─── DATASET CONTENT

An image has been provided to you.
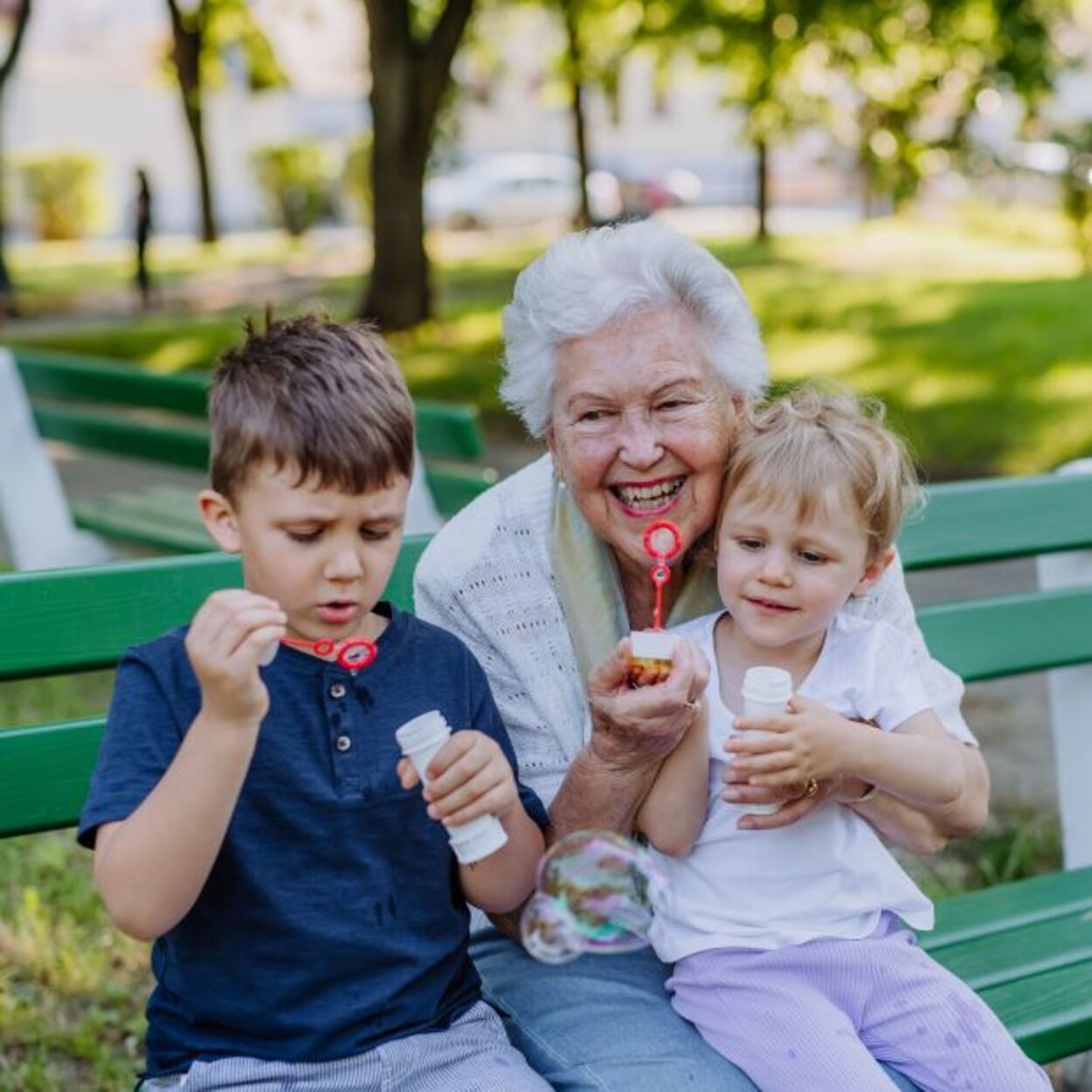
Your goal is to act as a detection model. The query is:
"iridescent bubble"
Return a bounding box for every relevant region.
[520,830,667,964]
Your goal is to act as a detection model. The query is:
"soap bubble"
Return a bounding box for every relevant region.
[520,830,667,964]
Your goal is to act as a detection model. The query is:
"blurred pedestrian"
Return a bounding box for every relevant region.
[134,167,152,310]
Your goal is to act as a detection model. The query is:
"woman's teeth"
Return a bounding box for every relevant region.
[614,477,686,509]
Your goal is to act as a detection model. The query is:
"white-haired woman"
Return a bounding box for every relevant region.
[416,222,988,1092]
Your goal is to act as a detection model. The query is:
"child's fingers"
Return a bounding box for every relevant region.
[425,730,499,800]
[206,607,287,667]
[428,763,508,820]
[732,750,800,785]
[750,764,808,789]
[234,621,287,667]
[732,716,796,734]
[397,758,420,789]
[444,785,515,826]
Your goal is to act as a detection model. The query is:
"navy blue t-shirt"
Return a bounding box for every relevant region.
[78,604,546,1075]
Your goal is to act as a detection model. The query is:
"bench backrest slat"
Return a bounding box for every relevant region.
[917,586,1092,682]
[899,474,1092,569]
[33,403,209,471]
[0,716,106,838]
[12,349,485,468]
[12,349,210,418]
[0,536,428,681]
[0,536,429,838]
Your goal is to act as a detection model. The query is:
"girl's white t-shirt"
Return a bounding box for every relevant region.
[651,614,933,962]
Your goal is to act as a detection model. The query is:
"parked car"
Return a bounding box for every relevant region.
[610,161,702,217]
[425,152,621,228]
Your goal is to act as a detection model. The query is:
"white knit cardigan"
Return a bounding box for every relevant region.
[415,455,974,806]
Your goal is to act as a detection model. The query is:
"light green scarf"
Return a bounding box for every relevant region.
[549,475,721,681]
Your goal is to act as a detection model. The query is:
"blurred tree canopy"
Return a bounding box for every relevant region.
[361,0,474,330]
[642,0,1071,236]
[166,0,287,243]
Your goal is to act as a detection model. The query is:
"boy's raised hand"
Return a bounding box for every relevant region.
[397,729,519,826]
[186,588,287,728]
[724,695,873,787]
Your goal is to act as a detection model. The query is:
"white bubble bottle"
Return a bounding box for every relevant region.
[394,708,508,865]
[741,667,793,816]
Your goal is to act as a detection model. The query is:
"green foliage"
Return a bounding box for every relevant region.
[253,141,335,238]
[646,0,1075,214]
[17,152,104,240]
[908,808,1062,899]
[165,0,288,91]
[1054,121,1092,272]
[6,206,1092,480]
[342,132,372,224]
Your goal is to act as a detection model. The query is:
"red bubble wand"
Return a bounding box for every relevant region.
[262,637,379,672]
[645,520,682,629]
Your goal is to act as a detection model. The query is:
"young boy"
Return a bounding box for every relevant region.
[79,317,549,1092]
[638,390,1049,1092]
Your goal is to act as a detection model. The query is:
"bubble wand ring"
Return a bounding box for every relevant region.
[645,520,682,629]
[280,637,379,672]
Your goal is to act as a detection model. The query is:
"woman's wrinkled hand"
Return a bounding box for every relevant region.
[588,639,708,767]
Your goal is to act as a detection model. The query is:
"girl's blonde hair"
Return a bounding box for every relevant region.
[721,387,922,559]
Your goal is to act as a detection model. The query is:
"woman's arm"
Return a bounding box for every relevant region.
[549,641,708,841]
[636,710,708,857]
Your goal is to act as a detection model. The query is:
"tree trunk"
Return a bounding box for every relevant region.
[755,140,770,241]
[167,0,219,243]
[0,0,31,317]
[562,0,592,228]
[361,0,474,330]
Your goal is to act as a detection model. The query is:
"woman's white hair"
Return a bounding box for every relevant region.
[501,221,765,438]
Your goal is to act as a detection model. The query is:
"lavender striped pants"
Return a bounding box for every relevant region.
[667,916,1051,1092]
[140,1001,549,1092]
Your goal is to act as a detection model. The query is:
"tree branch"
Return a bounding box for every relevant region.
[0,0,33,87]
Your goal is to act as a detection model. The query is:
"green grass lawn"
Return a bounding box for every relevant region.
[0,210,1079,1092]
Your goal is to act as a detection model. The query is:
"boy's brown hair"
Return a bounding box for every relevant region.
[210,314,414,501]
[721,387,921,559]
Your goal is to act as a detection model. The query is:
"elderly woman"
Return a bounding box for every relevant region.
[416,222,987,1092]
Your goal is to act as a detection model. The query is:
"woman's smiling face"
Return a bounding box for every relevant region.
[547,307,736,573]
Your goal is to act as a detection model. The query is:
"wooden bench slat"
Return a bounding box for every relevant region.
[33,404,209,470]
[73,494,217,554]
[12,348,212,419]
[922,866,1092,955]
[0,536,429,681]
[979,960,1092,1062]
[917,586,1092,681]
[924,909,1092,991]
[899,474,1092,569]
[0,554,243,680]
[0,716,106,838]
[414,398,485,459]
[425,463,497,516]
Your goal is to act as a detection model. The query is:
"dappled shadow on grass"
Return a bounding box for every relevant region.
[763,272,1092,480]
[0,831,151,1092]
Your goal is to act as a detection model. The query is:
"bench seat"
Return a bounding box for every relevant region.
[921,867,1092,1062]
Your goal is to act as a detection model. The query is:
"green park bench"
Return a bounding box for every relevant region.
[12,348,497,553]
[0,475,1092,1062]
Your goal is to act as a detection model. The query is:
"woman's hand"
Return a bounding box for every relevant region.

──────

Return every line of the records exactly as given, pictures excluded.

An image has been provided to you.
Your goal is to act as a detection model. The query is:
"iridescent bubble"
Return a bounding box for every relevant region.
[520,830,667,964]
Your goal is to act as a detection model. The query is:
"soap bubble"
Return a bounding box for every relevant region.
[520,830,667,964]
Your goal is to act as a detection model. The query is:
"blurred pedestrian"
Return a bounding box for every relevant region.
[134,167,152,310]
Your goal is to act as a detection model. The query is:
"woman's teeth"
Return a bounding box for every relevant region.
[614,477,686,509]
Your goal is to act as a detection model. The query is:
"white-haired woman"
Return a bounding box for every relevant region.
[416,222,988,1092]
Your goal is to act as a detection model. The query is:
"child's fingers"
Return a bounding box for every relevant region.
[425,730,499,800]
[206,607,287,667]
[428,763,508,820]
[732,750,800,785]
[750,764,808,789]
[234,621,287,667]
[732,716,796,734]
[397,758,420,789]
[444,785,515,826]
Your goal is to act as a detection model. The query is:
"navy blue t-shirt"
Return a bounding box for every relevant region.
[78,604,546,1075]
Your goal is to act as a detection model. The query is:
"bench backrest slat"
Return a bounding box for every relevant region.
[917,586,1092,682]
[899,474,1092,569]
[33,403,209,471]
[0,716,106,838]
[12,349,485,468]
[12,349,210,418]
[0,536,428,681]
[0,536,429,838]
Your goal is to act as a detection model. The query is:
"girl's white t-shirt"
Return a bounding box for every relevant region.
[651,614,933,962]
Your goal is to act as a detection model. The query is:
"parked car"
Return a bounding box for every relevant region.
[610,161,702,217]
[425,152,621,228]
Your goal is to act as a detection model. The query is:
"white knit cardigan"
Return a bounding box for every relevant region.
[415,455,974,806]
Your goal is to act as a detection model. The query is:
"light green scarf"
Return a bounding box for every relevant region.
[549,475,721,681]
Your goal is to act as a detection model. The query is:
"blurred tree canopy"
Return a bounding box for every relevant region.
[361,0,474,330]
[642,0,1071,236]
[166,0,287,243]
Your goal is to act as a detection model. The query is:
"boy's raised hand"
Return a bounding box for every relevant region.
[397,729,519,826]
[186,588,287,728]
[724,695,873,787]
Your goal is to act as a detection model. The query is:
"white bubble bottle"
Return a bounding box for every relevant region.
[394,708,508,865]
[741,667,793,816]
Your goal is to act as a detection model. The query is:
"green foliage"
Return a bounding box for every relevant region.
[253,141,335,238]
[646,0,1075,214]
[17,152,104,240]
[908,808,1062,899]
[165,0,288,91]
[1054,121,1092,272]
[6,206,1092,480]
[342,132,372,224]
Your goal is to act as a detection model. The query is:
"red bubble wand"
Return a bounding box for every relevant region.
[262,637,379,672]
[645,520,682,629]
Your goal is to act as a detection model. The query is:
"young boy"
Return a bounding box for every relevant region.
[79,317,549,1092]
[638,390,1049,1092]
Your goal is to act as a detection model. The query is:
"bubble wand ring"
Return a bounding box for every relevant region.
[645,520,682,629]
[280,637,379,672]
Your goal is to act as a detection model. The query is:
"woman's wrinkled hand"
Return a bounding box for every relevant region.
[588,639,708,767]
Your goal is to act as a detection model. The query is:
"girl's blonde hair"
Return a bounding box for every relevant region.
[721,387,922,559]
Your goal is to act as a detection model. The query is:
"woman's arm"
Return a bounding box for every relevant region.
[549,641,708,841]
[636,710,708,857]
Your goal is to act as a detection model. The query is:
"tree trunk"
Return a bounding box for every relevant region.
[755,140,770,241]
[167,0,219,243]
[0,0,31,317]
[562,0,592,228]
[361,0,474,330]
Your goal is to act as a detection model. The query is:
"woman's white hair"
Return a bounding box for every relevant region.
[501,221,765,438]
Your goal is to act as a detection model. The query is:
"lavender striped pants"
Return a bounding box for every relevant region.
[667,916,1051,1092]
[140,1001,549,1092]
Your goal is to act as a detection model. The query is:
"tree branch"
Return a bounding box for every relevant region.
[0,0,33,87]
Your goal is to act as a detection model. The query is:
"green grass lawn"
Return a bounding box for every relevant region.
[0,210,1079,1092]
Your goal is to act as a detection model. The query is:
"boy's brown hair"
Return a bounding box for every relevant region.
[210,314,414,501]
[721,387,921,559]
Your goal is to act as a detection model. The query is:
"elderly woman"
Return a bounding box for every relevant region.
[416,222,987,1092]
Your goal is to act as a detection model. The query is:
"woman's smiling face"
Return a bounding box for every relevant region.
[547,307,736,573]
Your goal is to act as a detection model. The query is:
"wooden bench slat"
Return a bounding box for every relevant region.
[33,404,209,470]
[73,494,217,554]
[12,348,212,419]
[922,866,1092,955]
[0,536,429,681]
[979,960,1092,1062]
[917,586,1092,681]
[924,909,1092,991]
[899,474,1092,569]
[0,554,243,680]
[0,716,106,838]
[414,398,485,459]
[425,463,497,516]
Your goal is to act as a detection model. The query is:
"dappled shadow on grass"
Return a bounding box for every relevant region.
[763,272,1092,480]
[0,831,151,1092]
Your goal is to act as a detection model. The query is:
"bench seat"
Return a bounding box for every relevant region.
[921,867,1092,1062]
Your goal is to act as a detection model. The query is:
"green park bench"
Return a bounding box for every relevant region.
[12,348,497,553]
[0,475,1092,1062]
Your goal is to act as a detection model. The query is:
"woman's hand"
Return a bounding box for every relevant region.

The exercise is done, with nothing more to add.